[Records for this task]

<<<<

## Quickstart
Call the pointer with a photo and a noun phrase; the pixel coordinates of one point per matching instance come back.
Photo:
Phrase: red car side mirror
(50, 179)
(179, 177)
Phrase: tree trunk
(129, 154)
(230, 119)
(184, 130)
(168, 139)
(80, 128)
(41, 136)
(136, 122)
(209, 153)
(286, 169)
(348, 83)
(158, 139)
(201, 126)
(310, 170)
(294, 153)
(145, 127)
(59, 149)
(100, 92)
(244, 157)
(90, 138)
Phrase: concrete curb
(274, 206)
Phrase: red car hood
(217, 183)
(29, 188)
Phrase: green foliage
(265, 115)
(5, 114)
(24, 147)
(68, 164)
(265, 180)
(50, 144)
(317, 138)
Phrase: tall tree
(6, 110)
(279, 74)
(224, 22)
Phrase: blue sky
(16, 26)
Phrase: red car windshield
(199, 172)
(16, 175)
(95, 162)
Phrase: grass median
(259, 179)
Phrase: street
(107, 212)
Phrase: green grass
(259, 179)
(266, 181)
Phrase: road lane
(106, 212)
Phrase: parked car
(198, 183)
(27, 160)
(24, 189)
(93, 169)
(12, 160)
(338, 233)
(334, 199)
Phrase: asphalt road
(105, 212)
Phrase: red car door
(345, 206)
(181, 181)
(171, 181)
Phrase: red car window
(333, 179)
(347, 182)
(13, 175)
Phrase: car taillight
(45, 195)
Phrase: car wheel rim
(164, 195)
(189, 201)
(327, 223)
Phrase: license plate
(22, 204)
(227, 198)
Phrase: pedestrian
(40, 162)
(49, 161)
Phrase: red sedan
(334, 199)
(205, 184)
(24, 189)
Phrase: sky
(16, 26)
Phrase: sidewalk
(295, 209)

>>>>

[Your objective]
From the line containing "Phrase: tree trunk" to the last line of the material, please quote every line exactly and only those.

[Written solution]
Phrase: tree trunk
(129, 154)
(230, 119)
(184, 130)
(168, 139)
(80, 128)
(41, 136)
(136, 122)
(209, 153)
(286, 169)
(348, 83)
(158, 139)
(201, 126)
(310, 170)
(294, 153)
(145, 127)
(59, 149)
(100, 92)
(244, 157)
(90, 138)
Phrase: concrete curb
(274, 206)
Phrase: red car hood
(217, 183)
(29, 188)
Phrase: green foliage
(265, 115)
(5, 114)
(24, 147)
(68, 164)
(265, 180)
(50, 144)
(317, 138)
Phrase: tall tree
(6, 110)
(279, 74)
(224, 22)
Phrase: blue sky
(16, 26)
Phrase: red car windshield
(199, 172)
(16, 175)
(95, 162)
Phrase: grass median
(259, 179)
Phrase: street
(107, 212)
Phrase: green grass
(259, 179)
(266, 181)
Phrase: road lane
(106, 212)
Phrase: parked car
(198, 183)
(27, 160)
(24, 189)
(93, 169)
(12, 160)
(338, 233)
(334, 199)
Phrase: asphalt road
(105, 212)
Phrase: red car door
(345, 206)
(181, 181)
(171, 181)
Phrase: red car window
(333, 179)
(347, 182)
(13, 175)
Phrase: car taillight
(45, 195)
Phrase: car wheel rim
(164, 195)
(189, 201)
(327, 223)
Phrase: license plate
(22, 204)
(227, 198)
Phrase: pedestrian
(40, 162)
(49, 161)
Phrase: red sedan
(334, 199)
(205, 184)
(24, 189)
Phrase: sky
(16, 26)
Phrase: sidewalk
(295, 209)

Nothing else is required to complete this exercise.